> [To be done]: Count how many lines in the records below contain the word "grip", matching case exactly. Reply with the number only.

* Start *

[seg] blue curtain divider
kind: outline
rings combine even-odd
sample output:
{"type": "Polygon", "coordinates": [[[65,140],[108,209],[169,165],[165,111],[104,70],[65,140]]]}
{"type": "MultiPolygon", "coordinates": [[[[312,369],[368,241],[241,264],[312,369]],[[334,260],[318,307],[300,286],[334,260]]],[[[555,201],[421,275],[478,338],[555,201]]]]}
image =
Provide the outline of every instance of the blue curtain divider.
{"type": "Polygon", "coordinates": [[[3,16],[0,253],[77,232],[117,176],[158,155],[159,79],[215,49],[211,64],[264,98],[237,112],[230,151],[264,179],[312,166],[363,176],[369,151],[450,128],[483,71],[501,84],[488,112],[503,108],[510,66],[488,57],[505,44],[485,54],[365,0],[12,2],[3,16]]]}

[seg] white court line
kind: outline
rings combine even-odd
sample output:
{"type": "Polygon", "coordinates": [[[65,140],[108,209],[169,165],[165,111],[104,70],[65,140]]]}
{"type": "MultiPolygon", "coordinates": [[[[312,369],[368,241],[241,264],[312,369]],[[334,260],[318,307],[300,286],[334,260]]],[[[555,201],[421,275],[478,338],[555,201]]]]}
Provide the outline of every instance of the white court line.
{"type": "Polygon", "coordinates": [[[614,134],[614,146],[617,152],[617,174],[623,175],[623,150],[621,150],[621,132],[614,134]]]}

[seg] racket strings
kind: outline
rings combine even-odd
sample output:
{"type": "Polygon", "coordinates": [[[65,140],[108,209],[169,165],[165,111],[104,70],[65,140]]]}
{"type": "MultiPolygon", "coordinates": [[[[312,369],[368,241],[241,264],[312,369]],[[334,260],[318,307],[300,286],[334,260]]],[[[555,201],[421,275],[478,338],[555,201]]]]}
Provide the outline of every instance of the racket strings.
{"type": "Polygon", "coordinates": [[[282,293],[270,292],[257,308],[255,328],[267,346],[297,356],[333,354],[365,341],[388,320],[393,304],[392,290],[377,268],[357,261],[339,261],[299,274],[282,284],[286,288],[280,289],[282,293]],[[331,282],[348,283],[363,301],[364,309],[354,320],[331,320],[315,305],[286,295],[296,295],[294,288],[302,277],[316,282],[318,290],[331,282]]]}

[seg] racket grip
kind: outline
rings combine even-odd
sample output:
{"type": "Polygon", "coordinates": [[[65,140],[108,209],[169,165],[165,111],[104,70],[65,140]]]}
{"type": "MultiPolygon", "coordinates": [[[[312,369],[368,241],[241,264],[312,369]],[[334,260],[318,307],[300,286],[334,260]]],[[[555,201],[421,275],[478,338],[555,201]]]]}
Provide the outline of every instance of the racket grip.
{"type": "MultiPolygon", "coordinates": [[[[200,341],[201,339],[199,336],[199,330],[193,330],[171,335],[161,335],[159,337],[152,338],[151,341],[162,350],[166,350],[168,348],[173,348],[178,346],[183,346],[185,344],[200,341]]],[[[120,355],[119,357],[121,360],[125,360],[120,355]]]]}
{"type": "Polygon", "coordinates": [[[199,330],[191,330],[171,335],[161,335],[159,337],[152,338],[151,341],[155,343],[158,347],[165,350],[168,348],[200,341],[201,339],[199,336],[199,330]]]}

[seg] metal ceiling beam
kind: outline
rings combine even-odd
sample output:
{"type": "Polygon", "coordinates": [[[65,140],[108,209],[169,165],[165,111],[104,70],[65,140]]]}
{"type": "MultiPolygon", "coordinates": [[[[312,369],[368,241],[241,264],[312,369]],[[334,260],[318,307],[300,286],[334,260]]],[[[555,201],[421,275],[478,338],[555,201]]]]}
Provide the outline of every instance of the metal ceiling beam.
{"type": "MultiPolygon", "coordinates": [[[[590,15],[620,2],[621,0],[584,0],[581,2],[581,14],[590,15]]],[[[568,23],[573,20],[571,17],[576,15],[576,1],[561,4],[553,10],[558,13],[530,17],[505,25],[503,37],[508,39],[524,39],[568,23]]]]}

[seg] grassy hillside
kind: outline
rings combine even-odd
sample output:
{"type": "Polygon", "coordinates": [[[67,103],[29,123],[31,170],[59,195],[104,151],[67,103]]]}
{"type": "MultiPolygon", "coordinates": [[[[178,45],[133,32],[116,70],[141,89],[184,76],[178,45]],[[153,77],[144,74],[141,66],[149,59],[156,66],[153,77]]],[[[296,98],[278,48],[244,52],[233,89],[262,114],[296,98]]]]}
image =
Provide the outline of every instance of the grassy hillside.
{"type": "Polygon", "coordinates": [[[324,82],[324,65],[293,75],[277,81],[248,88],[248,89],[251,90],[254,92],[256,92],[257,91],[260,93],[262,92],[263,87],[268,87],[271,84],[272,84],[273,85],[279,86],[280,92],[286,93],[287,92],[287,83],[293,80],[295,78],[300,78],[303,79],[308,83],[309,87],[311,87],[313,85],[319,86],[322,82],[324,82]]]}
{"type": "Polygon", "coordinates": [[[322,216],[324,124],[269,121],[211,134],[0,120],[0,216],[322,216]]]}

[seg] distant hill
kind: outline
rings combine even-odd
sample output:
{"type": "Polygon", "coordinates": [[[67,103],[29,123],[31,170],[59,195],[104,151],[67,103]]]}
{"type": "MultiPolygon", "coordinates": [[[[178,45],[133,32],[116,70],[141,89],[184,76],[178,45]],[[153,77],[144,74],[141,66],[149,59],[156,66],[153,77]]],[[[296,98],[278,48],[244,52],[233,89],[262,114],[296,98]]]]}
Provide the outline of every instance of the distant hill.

* End *

> [Answer to the task]: 2